**Raw data**
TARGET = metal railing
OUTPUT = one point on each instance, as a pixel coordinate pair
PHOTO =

...

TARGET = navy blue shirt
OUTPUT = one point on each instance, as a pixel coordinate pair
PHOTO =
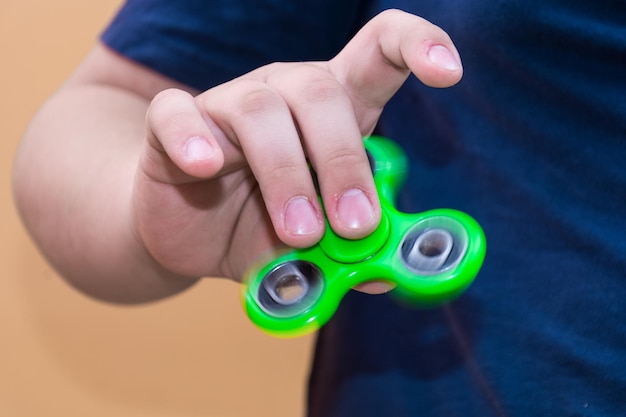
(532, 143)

**What to work on**
List every line of the records that contains the word "TARGET".

**Final result**
TARGET = metal railing
TARGET = navy blue shirt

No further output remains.